Point-per-instance localization data:
*** Begin section ***
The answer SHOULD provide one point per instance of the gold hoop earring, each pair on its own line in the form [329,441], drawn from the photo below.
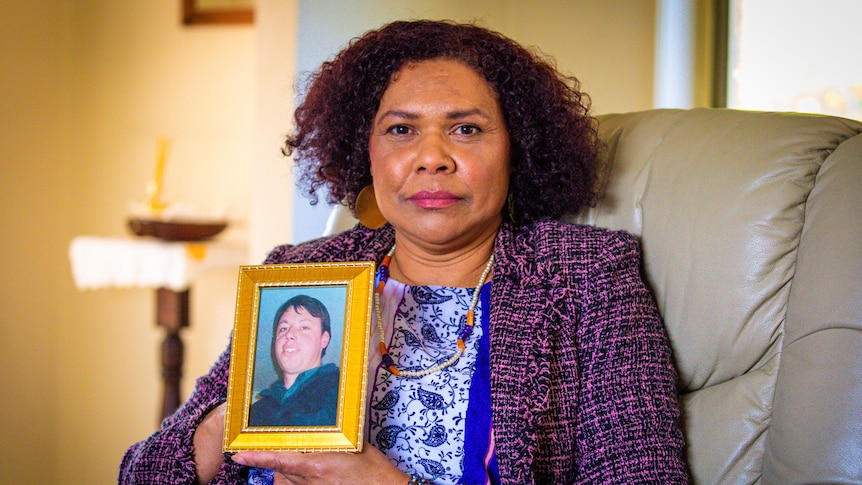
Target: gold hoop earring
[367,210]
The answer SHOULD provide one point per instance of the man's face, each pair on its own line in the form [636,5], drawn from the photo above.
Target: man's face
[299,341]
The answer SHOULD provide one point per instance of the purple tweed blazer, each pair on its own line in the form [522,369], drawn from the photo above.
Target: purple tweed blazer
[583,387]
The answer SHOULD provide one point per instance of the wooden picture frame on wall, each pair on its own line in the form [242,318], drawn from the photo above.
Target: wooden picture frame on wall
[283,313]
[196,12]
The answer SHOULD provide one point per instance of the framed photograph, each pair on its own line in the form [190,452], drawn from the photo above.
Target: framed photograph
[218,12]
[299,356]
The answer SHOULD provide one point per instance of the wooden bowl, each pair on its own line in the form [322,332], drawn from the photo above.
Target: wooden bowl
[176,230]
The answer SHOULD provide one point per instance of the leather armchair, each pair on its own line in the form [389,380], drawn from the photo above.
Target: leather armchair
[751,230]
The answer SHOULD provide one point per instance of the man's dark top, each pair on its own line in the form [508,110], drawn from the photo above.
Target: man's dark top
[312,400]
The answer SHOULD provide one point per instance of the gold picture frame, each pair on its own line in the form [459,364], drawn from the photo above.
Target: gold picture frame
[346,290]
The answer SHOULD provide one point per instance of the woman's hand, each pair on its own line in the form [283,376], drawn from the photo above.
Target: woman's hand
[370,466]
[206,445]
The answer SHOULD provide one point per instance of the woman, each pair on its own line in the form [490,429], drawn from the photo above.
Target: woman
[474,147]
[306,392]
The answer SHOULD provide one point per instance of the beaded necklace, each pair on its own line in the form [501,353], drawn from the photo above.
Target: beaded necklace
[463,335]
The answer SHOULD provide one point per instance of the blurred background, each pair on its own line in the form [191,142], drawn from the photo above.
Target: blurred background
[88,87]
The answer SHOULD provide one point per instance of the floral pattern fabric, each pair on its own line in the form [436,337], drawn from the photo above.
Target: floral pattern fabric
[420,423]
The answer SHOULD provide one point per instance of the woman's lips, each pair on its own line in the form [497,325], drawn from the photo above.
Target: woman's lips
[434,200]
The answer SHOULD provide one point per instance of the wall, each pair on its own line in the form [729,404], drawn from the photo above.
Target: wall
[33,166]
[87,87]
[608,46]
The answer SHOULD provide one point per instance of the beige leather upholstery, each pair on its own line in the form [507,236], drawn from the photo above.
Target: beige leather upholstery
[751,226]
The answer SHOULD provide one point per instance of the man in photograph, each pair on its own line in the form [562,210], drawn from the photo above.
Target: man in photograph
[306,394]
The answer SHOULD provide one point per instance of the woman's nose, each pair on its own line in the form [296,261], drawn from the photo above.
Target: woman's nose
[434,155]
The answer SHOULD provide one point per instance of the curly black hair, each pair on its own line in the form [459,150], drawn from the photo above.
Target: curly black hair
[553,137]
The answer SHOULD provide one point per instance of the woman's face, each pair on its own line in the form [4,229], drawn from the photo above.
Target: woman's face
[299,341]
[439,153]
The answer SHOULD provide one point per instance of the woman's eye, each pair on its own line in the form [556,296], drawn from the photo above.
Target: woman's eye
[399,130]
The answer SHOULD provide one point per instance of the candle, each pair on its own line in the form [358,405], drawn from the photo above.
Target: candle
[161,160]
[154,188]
*** End section ***
**PROBLEM TO SOLVE**
Retype exactly, please, only the lines of the entries that run from the one containing "[358,405], drawn from the photo above." to the last.

**TASK OUTPUT**
The answer SHOULD provide one point per instance of the candle, each pair on its own line in the form [358,405], drawn from the photo above.
Target: candle
[161,160]
[154,188]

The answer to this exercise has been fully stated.